**MATERIAL PROVIDED**
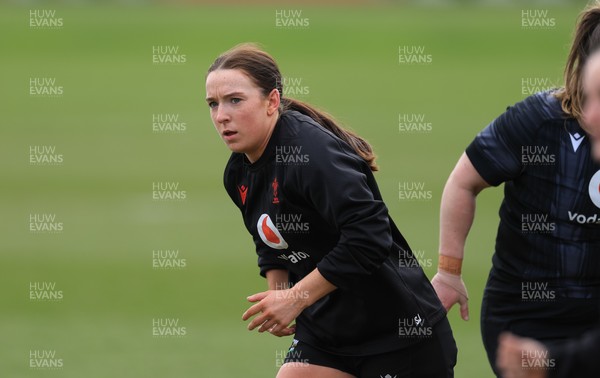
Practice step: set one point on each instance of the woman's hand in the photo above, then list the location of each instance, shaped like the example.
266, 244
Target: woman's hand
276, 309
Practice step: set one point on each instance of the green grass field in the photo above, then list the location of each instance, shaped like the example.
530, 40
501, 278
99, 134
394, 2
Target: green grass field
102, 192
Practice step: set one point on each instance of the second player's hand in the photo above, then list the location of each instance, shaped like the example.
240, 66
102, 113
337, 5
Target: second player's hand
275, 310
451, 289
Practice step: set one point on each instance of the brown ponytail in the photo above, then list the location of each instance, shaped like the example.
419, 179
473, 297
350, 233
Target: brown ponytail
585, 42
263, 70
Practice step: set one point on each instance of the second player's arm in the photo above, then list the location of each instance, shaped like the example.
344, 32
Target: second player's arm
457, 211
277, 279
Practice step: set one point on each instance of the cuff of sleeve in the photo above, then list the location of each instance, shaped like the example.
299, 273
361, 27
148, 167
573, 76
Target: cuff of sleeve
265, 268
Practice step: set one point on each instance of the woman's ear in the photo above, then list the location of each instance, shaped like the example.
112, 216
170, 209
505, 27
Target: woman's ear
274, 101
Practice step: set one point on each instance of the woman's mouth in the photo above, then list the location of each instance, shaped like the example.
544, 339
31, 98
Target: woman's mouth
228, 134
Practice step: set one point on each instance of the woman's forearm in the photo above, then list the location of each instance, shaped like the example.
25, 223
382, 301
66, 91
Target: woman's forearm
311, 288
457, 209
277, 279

**WORK ORDER**
Every line of the data above is to be set down word for word, with the pictures left out.

**SOLUTION FOR THIS EXERCISE**
Practice step: set one point on each instance of the woman's hand in the photo above, then list the location of each instance, shaped like the example.
266, 244
Target: woman's hand
276, 309
Practice step: set one point on each instance of the green grass field in the photo above, then list the location of each instance, shaped like the example.
530, 40
501, 278
99, 134
394, 2
Target: green grass field
102, 192
Practice step: set one point on each instance of the second player's hand in the photo above, then list the location of each instance, shaped like the example.
240, 66
102, 113
337, 5
Target: second player's hand
275, 310
451, 289
Practice step: set one point on each instance of the brown ponytail in the photo above, then list the location of each instance, shaped like the example.
419, 179
473, 297
350, 233
Target: brown ponytail
585, 42
263, 70
Practice step: set one point on each instance of the second player's arm in the photo above, then list the location of each instance, shaped like the example.
344, 32
Target: second player's arm
457, 211
277, 279
Practice step: set one point on each instance of the cuff of sleeve in the photo above, then list the location of each instance, shaped like the example.
299, 273
361, 27
148, 167
573, 76
Target: cuff of sleeve
265, 268
Practice step: set one point on each instance of the woman's ear in the photo above, then list the location of each instance, shaped like the example.
112, 216
170, 209
505, 27
Target: woman's ear
274, 101
Practice step: set one point on each instance of the woman's mouth in the photo above, then list the location of each instance, shaped like the example.
544, 339
31, 98
Target: woman's mouth
228, 134
Practice step: set one point on each instance of the woman's forearm in the photo above, then list the location of each instance, shaped like the example.
25, 223
382, 301
66, 91
Target: woman's forearm
311, 288
457, 209
277, 279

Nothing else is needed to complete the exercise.